**What the exercise asks:**
Report each line of the listing below that contains the string "coords", treating uppercase and lowercase letters as different.

**The records:**
---

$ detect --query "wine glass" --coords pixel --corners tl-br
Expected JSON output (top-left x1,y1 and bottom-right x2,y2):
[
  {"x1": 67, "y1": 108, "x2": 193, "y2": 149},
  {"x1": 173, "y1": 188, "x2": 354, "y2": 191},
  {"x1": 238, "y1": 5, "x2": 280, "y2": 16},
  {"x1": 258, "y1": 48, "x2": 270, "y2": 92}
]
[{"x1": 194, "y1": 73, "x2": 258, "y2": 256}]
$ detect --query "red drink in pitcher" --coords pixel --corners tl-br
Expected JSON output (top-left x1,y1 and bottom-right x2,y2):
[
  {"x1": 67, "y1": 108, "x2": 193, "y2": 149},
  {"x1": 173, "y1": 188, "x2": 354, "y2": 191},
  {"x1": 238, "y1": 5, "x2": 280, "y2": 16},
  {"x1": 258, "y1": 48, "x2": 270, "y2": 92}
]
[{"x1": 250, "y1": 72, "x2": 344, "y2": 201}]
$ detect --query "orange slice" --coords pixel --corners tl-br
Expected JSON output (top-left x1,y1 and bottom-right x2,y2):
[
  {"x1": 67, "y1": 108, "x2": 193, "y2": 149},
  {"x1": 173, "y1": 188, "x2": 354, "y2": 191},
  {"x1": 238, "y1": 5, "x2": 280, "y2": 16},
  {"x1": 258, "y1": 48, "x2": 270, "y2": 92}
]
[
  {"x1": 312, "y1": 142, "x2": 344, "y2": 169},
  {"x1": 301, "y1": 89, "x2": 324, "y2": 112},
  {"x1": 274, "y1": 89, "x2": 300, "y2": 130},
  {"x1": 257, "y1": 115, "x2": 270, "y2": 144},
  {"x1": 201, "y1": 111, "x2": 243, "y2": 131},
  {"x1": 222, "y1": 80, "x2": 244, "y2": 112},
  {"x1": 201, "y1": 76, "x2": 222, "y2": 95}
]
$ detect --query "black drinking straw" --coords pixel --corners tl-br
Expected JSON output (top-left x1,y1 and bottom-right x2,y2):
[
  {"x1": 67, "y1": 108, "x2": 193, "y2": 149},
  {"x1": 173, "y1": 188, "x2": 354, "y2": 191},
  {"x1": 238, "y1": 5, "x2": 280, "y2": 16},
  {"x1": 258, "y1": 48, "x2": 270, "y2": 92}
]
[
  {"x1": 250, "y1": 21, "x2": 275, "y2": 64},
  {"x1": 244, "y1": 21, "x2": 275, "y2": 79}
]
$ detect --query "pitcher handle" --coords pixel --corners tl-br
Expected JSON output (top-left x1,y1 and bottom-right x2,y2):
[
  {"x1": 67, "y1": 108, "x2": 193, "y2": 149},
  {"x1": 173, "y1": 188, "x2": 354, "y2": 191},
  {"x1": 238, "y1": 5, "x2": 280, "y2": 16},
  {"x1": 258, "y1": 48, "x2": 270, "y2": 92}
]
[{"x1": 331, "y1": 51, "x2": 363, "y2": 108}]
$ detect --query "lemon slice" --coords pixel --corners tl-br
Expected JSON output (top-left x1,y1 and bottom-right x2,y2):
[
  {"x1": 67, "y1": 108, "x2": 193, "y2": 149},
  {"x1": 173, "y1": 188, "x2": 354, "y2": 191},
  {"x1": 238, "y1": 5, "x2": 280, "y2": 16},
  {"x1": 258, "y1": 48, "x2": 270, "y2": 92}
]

---

**Task response:**
$ detect --query "wine glass" --coords pixel --corners tl-br
$ detect --query "red drink in pitcher" --coords pixel --corners tl-br
$ detect --query "orange slice" --coords pixel --corners tl-br
$ detect --query "black drinking straw" --coords pixel --corners tl-br
$ detect --query "pitcher handle" --coords pixel --corners tl-br
$ detect --query "lemon slice" --coords pixel --corners tl-br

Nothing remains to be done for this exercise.